(begin)
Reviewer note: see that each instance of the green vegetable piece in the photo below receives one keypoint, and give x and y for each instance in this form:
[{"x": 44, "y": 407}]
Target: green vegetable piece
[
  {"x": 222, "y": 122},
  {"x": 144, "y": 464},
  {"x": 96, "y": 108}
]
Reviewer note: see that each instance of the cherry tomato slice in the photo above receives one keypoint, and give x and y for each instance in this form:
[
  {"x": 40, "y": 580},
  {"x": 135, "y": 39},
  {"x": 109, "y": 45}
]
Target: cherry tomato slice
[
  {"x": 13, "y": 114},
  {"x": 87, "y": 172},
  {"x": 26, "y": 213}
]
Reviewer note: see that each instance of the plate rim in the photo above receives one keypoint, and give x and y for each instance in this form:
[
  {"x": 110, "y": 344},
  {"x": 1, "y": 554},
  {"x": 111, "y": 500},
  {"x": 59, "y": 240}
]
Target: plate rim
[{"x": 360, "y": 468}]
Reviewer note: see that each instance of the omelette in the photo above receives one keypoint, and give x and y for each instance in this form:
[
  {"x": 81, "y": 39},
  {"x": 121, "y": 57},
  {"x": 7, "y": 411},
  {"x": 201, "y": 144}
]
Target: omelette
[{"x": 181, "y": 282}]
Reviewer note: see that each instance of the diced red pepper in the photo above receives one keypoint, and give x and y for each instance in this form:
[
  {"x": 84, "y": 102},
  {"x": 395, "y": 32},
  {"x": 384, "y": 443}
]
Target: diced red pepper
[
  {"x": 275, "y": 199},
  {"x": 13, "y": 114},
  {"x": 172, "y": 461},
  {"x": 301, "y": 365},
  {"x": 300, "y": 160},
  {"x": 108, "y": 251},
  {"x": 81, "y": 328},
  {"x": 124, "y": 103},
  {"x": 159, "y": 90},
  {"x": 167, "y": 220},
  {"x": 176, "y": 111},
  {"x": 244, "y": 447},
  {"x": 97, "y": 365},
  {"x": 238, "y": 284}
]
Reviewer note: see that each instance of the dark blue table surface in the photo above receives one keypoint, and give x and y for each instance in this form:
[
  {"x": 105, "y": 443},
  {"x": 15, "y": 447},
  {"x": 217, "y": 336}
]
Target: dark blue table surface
(end)
▶ **YOUR GOAL**: Can you restate every record above word for word?

▶ **CORRECT OUTPUT**:
Reviewer note: see that each instance of the green vegetable piece in the photo below receives one keypoint, and give x and y for each instance in this form:
[{"x": 44, "y": 407}]
Target: green vegetable piece
[
  {"x": 222, "y": 122},
  {"x": 144, "y": 464},
  {"x": 96, "y": 108}
]
Reviewer note: see that each instance of the cherry tomato slice in the photo above receives one keypoint, and give x and y for each instance in this form:
[
  {"x": 40, "y": 580},
  {"x": 135, "y": 39},
  {"x": 109, "y": 45}
]
Target: cherry tomato slice
[
  {"x": 13, "y": 114},
  {"x": 87, "y": 172},
  {"x": 26, "y": 213}
]
Reviewer note: see that each instance of the plate rim in the photo above receives one keypoint, and give x and y for each instance in this form:
[
  {"x": 110, "y": 344},
  {"x": 1, "y": 554},
  {"x": 111, "y": 500},
  {"x": 59, "y": 240}
]
Target: plate rim
[{"x": 360, "y": 468}]
Reviewer note: see that each instance of the omelette in the photo above receives one keypoint, and give x and y for each instance in this form:
[
  {"x": 81, "y": 39},
  {"x": 121, "y": 57},
  {"x": 7, "y": 411},
  {"x": 201, "y": 144}
]
Target: omelette
[{"x": 181, "y": 282}]
Reviewer note: see that each instance of the diced red pepper in the photo above receives one keypoint, and give x and y for each instance in this form:
[
  {"x": 84, "y": 102},
  {"x": 395, "y": 32},
  {"x": 384, "y": 443}
]
Target: diced red pepper
[
  {"x": 275, "y": 199},
  {"x": 13, "y": 114},
  {"x": 172, "y": 461},
  {"x": 301, "y": 365},
  {"x": 300, "y": 160},
  {"x": 108, "y": 251},
  {"x": 81, "y": 328},
  {"x": 124, "y": 103},
  {"x": 159, "y": 90},
  {"x": 167, "y": 220},
  {"x": 176, "y": 111},
  {"x": 244, "y": 447},
  {"x": 97, "y": 365},
  {"x": 238, "y": 284}
]
Reviewer note: see that each instance of the dark blue table surface in the photo above receives one keypoint, and give x and y for each instance in this form:
[
  {"x": 105, "y": 443},
  {"x": 15, "y": 447},
  {"x": 217, "y": 336}
]
Target: dark blue table surface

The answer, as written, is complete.